[Text]
The Permissive Lifestyle of Linux
All you wanted to know about file permissions
(but felt too powerless to ask!)
If you're a computer user not many years removed from cutting your adult teeth, the concept of “permission” in Unix/Linux operating systems is possibly darkened by the memory of such indignities as having to raise your hand to ask if you may temporarily absent yourself from indoctrination in order to void your bladder in a specialized room.
Chill, dogg! In the Linux Lifestyle, “permission” is all about security, power, and being in the driver's seat. It's part of the bling you get for free with a real OS! It means never having to go “Oops! I think I screwed my system. . .” Well, almost never in the course of ordinary computing. . .if you try hard enough, you can break anything, I suppose. But user permissions allow you to do whatever you want with your stuff without the risk of wrecking the data of other users or the risk of wrecking the operating system!
Everything is a file
In Linux there is a basic concept: functional ownership of files. And in Linux, everything is a file. Some files belong to you as a user, some belong to other users [if your computer has other users] and some belong to the operating system. Before we can adequately understand why permissions are important, we need to understand the different types of files that exist, and how they are used.
Let's get an overview of the different types of files.
The Seven Unix/Linux File Types
Let's explore the seven different classes of files in Linux. Just as ownership in Linux is functional, files are grouped into classes by function. Each class of file has a different symbol when listed, and some have a few alternate names. Below is a table with the symbol, the type of file, it's use, and the alternate name or names for that file type.
— = file: A “plain vanilla” file such as text, image, audio or video data, or an executable program or script. They sometimes [but not always] have a 3 or 4 letter suffix [or extension] that gives a clue as to what the file does, or with what program it is associated.
d = directory: An index to other files. —AKA folder.
l = link: An index pointing to just one other file. —AKA symbolic link, symlink, soft link.
c = character special file: A node for data transmitted one character at a time, a serial stream of data; typically a serial device: keyboard, mouse, USB port, virtual terminal... —AKA character device.

[Records shown]
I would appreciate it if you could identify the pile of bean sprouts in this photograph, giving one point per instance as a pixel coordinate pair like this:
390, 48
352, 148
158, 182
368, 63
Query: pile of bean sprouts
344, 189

---

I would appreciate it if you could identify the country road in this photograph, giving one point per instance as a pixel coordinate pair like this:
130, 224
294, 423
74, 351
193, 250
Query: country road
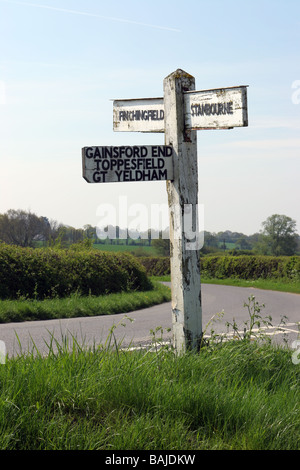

[Objective] Continue the text on Linux file permissions, picking up right after its last line.

[Response below]
b = block special file: data transmission or storage node for a block of data[a specified number of bits/bytes as a single unit] A block special file is typically a random access device or parallel device like a CD-ROM or HDD. —AKA block device, device node
p = pipe: Pipes connect the output of one Unix process to the input of another. This is fine if both processes are living in the same parent process space, started by the same user. But there are circumstances where the communicating processes must use named pipes. One such circumstance is that the processes have to be executed under different user names and permissions. —AKA named pipe, FIFO
s = socket: A socket is a special file used for inter-process communication. These allow communication between two processes running on the same machine. In addition to sending data, processes can send file descriptors across a Unix domain socket connection using the sendmsg() and recvmsg() system calls. —AKA Unix domain socket [UDS], inter-procedure call socket [IPC socket]
The “Ordinary” File
The ordinary file is familiar. It's a text document, a picture, a multimedia recording: some kind of discrete data object containing information that has been digitized for storage and retreval. That definition is good enough for our purposes for now —with one exception.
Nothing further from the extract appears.